--- begin Extract ---
Re: Why is Spark 3.0.x faster than Spark 3.1.x

Posted by Maziyar Panahi <ma...@iscpif.fr>.
Hi Rao,


Yes, I have created this ticket: https://issues.apache.org/jira/browse/SPARK-35066 <https://issues.apache.org/jira/browse/SPARK-35066>

It's not assigned to anybody so I don't have any ETA on the fix or possible workarounds.

Best
Maziyar

> On 18 May 2021, at 07:42, Rao, Abhishek (Nokia - IN/Bangalore) <ab...@nokia.com> wrote:
> 
> Hi Maziyar, Mich
>  
> Do we have any ticket to track this? Any idea if this is going to be fixed in 3.1.2?
>  
> Thanks and Regards,
> Abhishek
>  
> From: Mich Talebzadeh <mi...@gmail.com> 
> Sent: Friday, April 9, 2021 2:11 PM
> To: Maziyar Panahi <ma...@iscpif.fr>
> Cc: User <us...@spark.apache.org>
> Subject: Re: Why is Spark 3.0.x faster than Spark 3.1.x
>  
>  
> Hi,
>  
> Regarding your point:
>  
> .... I won't be able to defend this request by telling Spark users the previous major release was and still is more stable than the latest major release ...
>  
> With the benefit of hindsight version 3.1.1 was released recently and the definition of stable (from a practical point of view) does not come into it yet. That is perhaps the reason why some vendors like Cloudera are few releases away from the latest version. In production what matters most is the predictability and stability. You are not doing anything wrong by rolling it back and awaiting further clarification and resolution on the error.
--- end Extract ---
--- begin Supplied data ---
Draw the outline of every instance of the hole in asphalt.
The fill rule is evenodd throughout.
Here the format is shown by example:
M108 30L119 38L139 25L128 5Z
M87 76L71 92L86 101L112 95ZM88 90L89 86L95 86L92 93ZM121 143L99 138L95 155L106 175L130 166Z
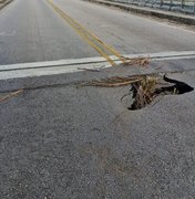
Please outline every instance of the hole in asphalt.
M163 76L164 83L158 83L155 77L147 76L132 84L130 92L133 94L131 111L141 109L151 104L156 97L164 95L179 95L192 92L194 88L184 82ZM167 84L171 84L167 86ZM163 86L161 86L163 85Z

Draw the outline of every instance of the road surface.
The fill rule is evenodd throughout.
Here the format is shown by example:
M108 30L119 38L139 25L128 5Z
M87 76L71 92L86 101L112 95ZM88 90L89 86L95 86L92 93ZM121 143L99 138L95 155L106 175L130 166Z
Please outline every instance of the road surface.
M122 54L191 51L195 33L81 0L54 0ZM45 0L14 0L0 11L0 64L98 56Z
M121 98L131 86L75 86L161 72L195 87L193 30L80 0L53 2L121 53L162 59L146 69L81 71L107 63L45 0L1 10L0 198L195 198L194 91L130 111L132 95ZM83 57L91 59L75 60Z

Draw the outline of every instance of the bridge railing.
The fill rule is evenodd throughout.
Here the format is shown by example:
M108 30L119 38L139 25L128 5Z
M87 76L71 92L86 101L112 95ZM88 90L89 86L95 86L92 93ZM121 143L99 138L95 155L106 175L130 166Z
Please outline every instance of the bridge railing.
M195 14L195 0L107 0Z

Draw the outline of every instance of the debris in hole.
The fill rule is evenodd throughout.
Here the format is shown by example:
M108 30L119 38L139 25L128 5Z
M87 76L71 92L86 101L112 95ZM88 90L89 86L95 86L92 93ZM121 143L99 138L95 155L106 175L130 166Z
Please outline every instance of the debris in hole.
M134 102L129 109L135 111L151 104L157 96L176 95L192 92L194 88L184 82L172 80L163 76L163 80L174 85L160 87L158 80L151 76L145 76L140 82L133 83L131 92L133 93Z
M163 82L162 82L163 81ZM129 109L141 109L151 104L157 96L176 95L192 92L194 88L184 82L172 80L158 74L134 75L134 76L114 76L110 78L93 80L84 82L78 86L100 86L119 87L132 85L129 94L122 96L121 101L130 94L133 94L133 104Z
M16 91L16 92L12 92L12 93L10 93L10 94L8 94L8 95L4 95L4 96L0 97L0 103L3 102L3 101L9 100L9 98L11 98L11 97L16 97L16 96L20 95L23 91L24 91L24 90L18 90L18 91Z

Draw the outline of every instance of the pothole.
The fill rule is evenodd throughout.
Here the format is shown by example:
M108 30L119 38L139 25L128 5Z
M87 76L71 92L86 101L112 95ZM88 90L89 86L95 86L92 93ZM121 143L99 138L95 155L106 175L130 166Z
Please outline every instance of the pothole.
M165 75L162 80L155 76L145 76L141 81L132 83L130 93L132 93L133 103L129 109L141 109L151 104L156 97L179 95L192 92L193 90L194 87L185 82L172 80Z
--- end Supplied data ---
--- begin Supplied data ---
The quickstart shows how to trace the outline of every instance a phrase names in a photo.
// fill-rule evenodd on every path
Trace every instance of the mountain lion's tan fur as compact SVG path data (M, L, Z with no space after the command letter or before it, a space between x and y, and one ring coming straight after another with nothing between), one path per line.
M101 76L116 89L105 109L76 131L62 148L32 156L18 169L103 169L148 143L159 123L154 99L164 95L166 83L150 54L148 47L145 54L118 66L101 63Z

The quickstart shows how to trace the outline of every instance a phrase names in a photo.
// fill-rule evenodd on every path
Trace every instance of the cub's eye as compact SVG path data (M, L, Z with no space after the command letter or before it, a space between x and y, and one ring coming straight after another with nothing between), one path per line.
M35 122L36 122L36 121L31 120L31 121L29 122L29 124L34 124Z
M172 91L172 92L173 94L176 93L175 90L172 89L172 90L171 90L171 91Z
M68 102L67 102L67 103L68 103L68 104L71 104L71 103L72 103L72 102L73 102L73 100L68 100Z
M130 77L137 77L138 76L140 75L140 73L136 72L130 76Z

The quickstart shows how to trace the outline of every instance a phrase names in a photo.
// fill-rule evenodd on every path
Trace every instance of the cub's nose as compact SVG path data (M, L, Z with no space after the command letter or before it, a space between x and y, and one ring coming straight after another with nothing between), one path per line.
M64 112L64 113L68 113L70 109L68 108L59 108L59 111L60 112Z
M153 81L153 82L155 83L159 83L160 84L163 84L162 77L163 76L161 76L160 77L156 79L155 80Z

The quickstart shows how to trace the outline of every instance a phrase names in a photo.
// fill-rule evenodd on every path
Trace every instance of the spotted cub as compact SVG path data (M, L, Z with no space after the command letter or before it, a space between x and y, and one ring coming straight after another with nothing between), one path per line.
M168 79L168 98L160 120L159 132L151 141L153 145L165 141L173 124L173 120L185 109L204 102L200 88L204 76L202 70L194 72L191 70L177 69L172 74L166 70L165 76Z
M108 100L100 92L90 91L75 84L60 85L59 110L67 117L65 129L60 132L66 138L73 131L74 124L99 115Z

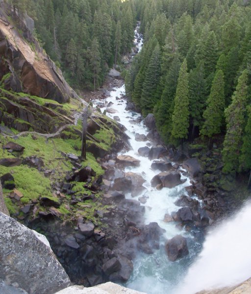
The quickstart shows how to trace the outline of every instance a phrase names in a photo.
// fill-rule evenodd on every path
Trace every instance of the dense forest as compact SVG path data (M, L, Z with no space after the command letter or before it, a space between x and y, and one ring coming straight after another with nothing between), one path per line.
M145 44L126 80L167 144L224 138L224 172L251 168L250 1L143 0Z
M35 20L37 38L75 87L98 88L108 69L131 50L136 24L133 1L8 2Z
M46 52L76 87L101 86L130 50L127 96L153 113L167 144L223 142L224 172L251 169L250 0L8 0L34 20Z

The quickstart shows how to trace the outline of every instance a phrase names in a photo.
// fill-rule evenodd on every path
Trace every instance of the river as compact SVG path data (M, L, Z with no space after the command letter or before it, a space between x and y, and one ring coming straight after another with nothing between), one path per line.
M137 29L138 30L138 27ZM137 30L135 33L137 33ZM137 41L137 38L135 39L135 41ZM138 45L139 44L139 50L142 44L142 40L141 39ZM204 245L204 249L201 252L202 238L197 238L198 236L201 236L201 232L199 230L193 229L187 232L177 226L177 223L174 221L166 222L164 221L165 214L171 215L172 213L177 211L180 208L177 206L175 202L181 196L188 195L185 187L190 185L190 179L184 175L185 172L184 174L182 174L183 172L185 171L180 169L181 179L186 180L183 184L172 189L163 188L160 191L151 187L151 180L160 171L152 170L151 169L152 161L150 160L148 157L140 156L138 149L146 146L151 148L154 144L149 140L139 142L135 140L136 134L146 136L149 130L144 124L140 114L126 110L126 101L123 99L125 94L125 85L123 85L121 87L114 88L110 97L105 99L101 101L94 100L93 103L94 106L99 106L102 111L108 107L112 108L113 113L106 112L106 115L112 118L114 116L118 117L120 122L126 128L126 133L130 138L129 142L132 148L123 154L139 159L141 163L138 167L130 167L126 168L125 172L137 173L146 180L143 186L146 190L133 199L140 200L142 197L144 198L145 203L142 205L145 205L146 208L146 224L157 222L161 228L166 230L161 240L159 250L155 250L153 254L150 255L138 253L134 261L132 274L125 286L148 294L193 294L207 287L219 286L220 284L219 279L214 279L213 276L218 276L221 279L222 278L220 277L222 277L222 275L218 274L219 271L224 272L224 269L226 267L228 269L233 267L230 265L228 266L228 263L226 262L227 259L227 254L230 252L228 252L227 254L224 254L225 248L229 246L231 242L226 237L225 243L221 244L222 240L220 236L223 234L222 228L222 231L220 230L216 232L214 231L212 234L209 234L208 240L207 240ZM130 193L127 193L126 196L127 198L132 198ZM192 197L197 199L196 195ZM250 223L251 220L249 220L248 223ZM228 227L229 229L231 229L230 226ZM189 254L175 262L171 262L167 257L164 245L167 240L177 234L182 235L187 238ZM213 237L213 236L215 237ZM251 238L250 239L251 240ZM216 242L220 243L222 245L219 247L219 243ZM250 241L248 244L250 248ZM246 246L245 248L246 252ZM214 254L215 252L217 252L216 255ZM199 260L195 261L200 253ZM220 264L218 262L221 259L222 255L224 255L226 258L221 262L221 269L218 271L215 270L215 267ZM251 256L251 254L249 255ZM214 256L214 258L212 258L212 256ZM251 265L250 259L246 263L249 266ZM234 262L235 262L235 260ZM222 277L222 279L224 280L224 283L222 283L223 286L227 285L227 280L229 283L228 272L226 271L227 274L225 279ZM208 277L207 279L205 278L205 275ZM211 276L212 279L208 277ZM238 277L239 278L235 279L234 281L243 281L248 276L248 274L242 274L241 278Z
--- end Supplied data ---
## [Direction A]
Copy the Spark thread between "It's not assigned" and "fixed in 3.1.2?", inclusive.
## [Direction B]
Does the Spark thread agree with each statement below? Answer yes or no for each, and quote the words from the thread that decide it.
(i) The ticket Maziyar created has been assigned to someone.
(ii) Abhishek asked whether the problem would be fixed in 3.1.2.
(iii) Mich says version 3.1.1 came out a long time ago.

## [Task answer A]
It's not assigned to anybody so I don't have any ETA on the fix or possible workarounds.

Best
Maziyar

> On 18 May 2021, at 07:42, Rao, Abhishek (Nokia - IN/Bangalore) <ab...@nokia.com> wrote:
> 
> Hi Maziyar, Mich
>  
> Do we have any ticket to track this? Any idea if this is going to be fixed in 3.1.2?

## [Task answer B]
(i) No: "It's not assigned to anybody"
(ii) Yes: "Any idea if this is going to be fixed in 3.1.2?"
(iii) No: "version 3.1.1 was released recently"